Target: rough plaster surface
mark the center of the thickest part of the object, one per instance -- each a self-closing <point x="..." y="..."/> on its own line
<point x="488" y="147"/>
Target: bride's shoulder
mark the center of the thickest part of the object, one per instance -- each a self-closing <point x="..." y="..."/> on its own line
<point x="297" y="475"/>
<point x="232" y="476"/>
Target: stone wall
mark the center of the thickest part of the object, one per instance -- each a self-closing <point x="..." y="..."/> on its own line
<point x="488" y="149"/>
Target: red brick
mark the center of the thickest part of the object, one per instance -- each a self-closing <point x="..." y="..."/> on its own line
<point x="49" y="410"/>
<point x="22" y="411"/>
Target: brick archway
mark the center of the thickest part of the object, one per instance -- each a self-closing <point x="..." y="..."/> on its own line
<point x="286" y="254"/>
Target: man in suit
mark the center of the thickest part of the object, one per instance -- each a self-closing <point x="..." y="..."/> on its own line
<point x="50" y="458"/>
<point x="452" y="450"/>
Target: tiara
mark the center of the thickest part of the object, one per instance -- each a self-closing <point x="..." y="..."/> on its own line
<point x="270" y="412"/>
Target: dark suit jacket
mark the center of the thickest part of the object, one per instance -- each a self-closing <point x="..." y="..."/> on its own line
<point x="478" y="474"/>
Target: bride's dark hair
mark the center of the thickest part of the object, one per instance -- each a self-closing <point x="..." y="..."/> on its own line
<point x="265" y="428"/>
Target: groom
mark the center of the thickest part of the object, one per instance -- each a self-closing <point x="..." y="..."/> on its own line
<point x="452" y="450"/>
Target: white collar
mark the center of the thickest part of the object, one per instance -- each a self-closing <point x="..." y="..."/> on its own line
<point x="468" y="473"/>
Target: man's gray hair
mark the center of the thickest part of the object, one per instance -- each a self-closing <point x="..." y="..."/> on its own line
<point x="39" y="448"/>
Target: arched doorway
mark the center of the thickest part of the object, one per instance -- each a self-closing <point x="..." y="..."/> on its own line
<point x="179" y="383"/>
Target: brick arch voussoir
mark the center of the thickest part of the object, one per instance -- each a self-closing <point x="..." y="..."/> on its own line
__________
PROBLEM: Copy every line of the items above word for word, with nothing added, dropped, or changed.

TASK ANSWER:
Target: rough plaster surface
mark the center of the thickest part of the object, one per instance -- each a self-closing <point x="..." y="..."/> on its own line
<point x="488" y="147"/>
Target: bride's shoulder
mark the center of the thickest part of the object, one per instance -- each a self-closing <point x="..." y="..."/> on its own line
<point x="297" y="475"/>
<point x="232" y="476"/>
Target: stone wall
mark the center of the thickest part of the object, one per instance -- each a self-closing <point x="..." y="..."/> on its own line
<point x="488" y="149"/>
Target: red brick
mark the center of the thickest part of the object, one per instance -- each a self-closing <point x="..." y="..."/> on its own line
<point x="49" y="410"/>
<point x="22" y="411"/>
Target: brick archway
mark the center of the thickest part of the object, one per instance -- each a self-closing <point x="..." y="..."/> on its own line
<point x="286" y="254"/>
Target: man in suit
mark the center of the thickest part of the object, one per instance -- each a self-closing <point x="..." y="..."/> on its own line
<point x="50" y="458"/>
<point x="452" y="450"/>
Target: tiara
mark the center of the thickest part of the object, one per instance -- each a self-closing <point x="..." y="..."/> on its own line
<point x="270" y="412"/>
Target: dark suit jacket
mark the center of the thickest part of the object, one per instance -- each a self-closing <point x="..." y="..."/> on its own line
<point x="478" y="474"/>
Target: bride's dark hair
mark the center of the thickest part of the object, one per instance -- each a self-closing <point x="..." y="..."/> on its own line
<point x="265" y="428"/>
Target: groom
mark the center of the thickest part of the object, one per instance -- each a self-closing <point x="..." y="..."/> on its own line
<point x="452" y="450"/>
Target: white collar
mark the center of the thickest part of the object, one per instance -- each a self-closing <point x="..." y="..."/> on its own line
<point x="468" y="473"/>
Target: man's gray hair
mark the center of the thickest part of the object, one per instance -- each a self-closing <point x="..." y="..."/> on its own line
<point x="39" y="448"/>
Target: arched doorway
mark the center of the thickest part of the object, one per instance -- each a self-closing <point x="..." y="..."/> on its own line
<point x="179" y="383"/>
Target: brick arch voussoir
mark the center of the thickest part of the object, one per instance -- each a self-closing <point x="..." y="..."/> on its own line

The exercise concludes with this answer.